(Excerpts of labeled region data)
-------
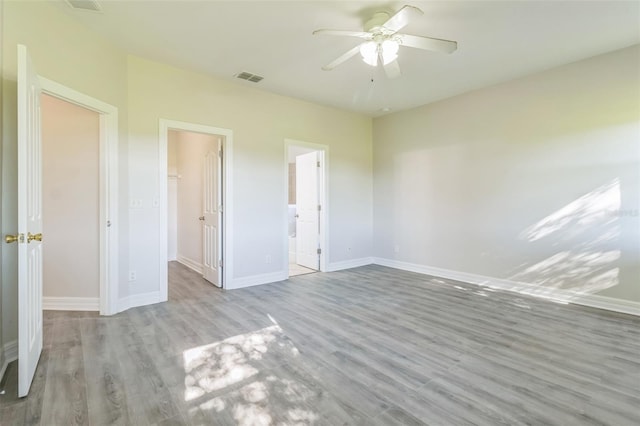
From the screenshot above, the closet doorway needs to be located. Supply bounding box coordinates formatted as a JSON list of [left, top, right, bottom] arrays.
[[285, 141, 327, 276]]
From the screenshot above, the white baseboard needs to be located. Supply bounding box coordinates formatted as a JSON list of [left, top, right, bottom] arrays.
[[42, 297, 100, 311], [327, 257, 373, 272], [0, 340, 18, 380], [373, 257, 640, 316], [224, 271, 288, 290], [176, 255, 202, 275], [118, 291, 166, 312]]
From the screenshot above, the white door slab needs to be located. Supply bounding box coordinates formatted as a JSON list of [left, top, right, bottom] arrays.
[[296, 151, 320, 270], [18, 45, 42, 397], [202, 139, 222, 287]]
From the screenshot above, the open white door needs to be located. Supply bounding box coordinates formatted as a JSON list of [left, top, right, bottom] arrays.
[[296, 151, 320, 270], [18, 45, 42, 397], [201, 139, 222, 287]]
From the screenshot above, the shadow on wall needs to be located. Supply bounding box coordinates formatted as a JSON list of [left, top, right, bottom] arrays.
[[509, 178, 639, 300]]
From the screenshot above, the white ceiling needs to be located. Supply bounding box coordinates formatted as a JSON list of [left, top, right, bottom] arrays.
[[58, 0, 640, 116]]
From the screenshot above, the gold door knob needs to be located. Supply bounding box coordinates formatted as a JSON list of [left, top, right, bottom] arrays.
[[27, 232, 42, 243], [4, 234, 20, 244]]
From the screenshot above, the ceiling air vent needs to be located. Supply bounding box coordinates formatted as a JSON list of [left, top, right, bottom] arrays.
[[236, 71, 264, 83], [67, 0, 102, 12]]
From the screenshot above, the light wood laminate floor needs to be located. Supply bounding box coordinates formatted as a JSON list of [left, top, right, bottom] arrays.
[[0, 263, 640, 426]]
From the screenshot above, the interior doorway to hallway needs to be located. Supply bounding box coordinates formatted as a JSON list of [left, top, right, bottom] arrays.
[[285, 141, 327, 276], [159, 119, 233, 300]]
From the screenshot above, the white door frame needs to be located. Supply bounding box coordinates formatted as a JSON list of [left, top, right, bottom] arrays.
[[158, 118, 233, 294], [40, 77, 119, 315], [282, 139, 329, 277]]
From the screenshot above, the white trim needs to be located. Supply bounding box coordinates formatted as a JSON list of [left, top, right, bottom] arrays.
[[118, 291, 166, 312], [40, 77, 118, 315], [176, 255, 202, 275], [327, 257, 373, 272], [282, 139, 330, 278], [42, 297, 100, 311], [373, 257, 640, 316], [158, 118, 233, 294], [225, 268, 289, 290], [0, 340, 18, 380]]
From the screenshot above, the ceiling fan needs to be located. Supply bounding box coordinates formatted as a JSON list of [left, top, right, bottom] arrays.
[[313, 6, 458, 78]]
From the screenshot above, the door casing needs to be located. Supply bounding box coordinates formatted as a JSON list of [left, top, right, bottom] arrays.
[[282, 139, 330, 277], [158, 118, 233, 294], [40, 77, 119, 315]]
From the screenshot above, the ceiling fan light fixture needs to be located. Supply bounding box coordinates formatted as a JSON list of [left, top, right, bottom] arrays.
[[380, 40, 400, 65], [360, 41, 378, 67]]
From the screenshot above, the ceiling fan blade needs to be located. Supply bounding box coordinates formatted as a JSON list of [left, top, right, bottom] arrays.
[[396, 34, 458, 53], [384, 60, 402, 79], [313, 30, 373, 39], [382, 6, 423, 33], [322, 45, 360, 71]]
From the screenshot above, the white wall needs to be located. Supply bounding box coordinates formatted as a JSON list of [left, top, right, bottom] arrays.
[[128, 56, 372, 293], [2, 1, 129, 342], [41, 95, 100, 299], [373, 46, 640, 302], [176, 131, 220, 265]]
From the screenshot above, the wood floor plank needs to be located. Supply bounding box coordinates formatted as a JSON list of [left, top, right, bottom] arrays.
[[0, 262, 640, 426]]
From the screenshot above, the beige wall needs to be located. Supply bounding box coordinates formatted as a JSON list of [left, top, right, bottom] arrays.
[[373, 46, 640, 302], [128, 56, 372, 292], [42, 95, 100, 298], [177, 132, 219, 265], [2, 1, 129, 342], [167, 130, 180, 261]]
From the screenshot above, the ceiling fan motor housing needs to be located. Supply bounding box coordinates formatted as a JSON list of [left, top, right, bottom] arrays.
[[364, 12, 389, 33]]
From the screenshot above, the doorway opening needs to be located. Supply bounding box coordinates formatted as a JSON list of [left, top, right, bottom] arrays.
[[40, 94, 100, 311], [285, 140, 328, 277], [159, 119, 233, 301], [39, 77, 119, 315], [167, 129, 224, 287]]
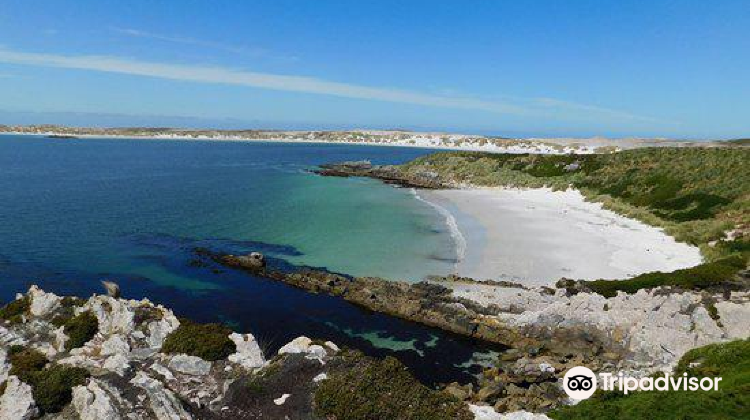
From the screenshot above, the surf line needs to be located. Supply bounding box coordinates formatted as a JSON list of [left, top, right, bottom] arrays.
[[411, 188, 466, 274]]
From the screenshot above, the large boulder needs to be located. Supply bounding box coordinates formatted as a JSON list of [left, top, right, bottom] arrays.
[[229, 333, 266, 369], [73, 379, 122, 420], [29, 285, 62, 318], [169, 354, 211, 376], [0, 376, 39, 420]]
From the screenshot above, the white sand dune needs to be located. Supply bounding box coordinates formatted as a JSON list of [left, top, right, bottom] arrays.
[[419, 188, 702, 286]]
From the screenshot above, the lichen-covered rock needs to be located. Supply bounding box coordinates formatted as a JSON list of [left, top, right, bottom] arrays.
[[146, 307, 180, 350], [130, 372, 193, 420], [279, 336, 312, 354], [0, 376, 39, 420], [228, 333, 266, 369], [73, 379, 122, 420], [85, 296, 135, 335], [28, 285, 62, 318]]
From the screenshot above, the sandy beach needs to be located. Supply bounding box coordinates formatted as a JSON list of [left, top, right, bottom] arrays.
[[418, 188, 702, 286]]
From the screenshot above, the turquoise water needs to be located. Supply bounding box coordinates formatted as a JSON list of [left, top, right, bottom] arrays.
[[0, 136, 506, 384], [0, 136, 454, 289]]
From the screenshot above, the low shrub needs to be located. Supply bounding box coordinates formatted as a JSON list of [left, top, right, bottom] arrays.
[[314, 351, 473, 420], [8, 346, 49, 382], [583, 256, 747, 297], [8, 346, 89, 414], [161, 319, 237, 361], [28, 365, 89, 413], [0, 296, 31, 324], [64, 311, 99, 351]]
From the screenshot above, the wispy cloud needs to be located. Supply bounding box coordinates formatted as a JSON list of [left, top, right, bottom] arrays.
[[534, 98, 664, 123], [0, 49, 527, 114], [0, 46, 656, 122], [111, 27, 299, 61]]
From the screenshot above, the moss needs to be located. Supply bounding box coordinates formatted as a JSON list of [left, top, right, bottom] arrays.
[[64, 311, 99, 351], [161, 319, 237, 361], [8, 346, 49, 382], [8, 346, 89, 414], [583, 256, 746, 297], [50, 296, 84, 327], [314, 350, 473, 420], [0, 296, 31, 324], [548, 340, 750, 420], [27, 365, 89, 413]]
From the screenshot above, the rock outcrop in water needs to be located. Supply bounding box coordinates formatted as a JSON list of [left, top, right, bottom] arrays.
[[212, 255, 750, 418], [0, 286, 474, 420], [314, 162, 447, 189]]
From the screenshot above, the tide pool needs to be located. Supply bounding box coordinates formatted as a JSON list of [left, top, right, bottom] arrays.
[[0, 136, 491, 383]]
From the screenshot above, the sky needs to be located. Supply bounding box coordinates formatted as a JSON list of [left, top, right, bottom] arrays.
[[0, 0, 750, 139]]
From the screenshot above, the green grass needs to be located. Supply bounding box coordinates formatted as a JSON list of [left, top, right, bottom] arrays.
[[161, 319, 237, 361], [63, 311, 99, 351], [8, 346, 89, 414], [315, 351, 473, 420], [8, 345, 49, 382], [548, 340, 750, 420], [582, 256, 746, 297], [402, 147, 750, 259]]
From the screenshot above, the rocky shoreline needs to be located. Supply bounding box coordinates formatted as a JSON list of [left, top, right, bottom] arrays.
[[313, 161, 450, 189], [0, 286, 482, 420], [211, 254, 750, 418], [0, 256, 750, 420]]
-------
= WHAT IS REQUIRED =
Locate each line in the items above that contains the word "wood", and copy those lines.

= FINAL RESULT =
From the screenshot above, the light wood laminate floor needs to be located. Supply bounding box coordinates formatted as a JSON list of [left, top, right, bottom] arrays.
From the screenshot above, the wood floor plank needs to be located. Supply bounding box coordinates formatted as a JSON list of [left, top, right, bottom] arrays.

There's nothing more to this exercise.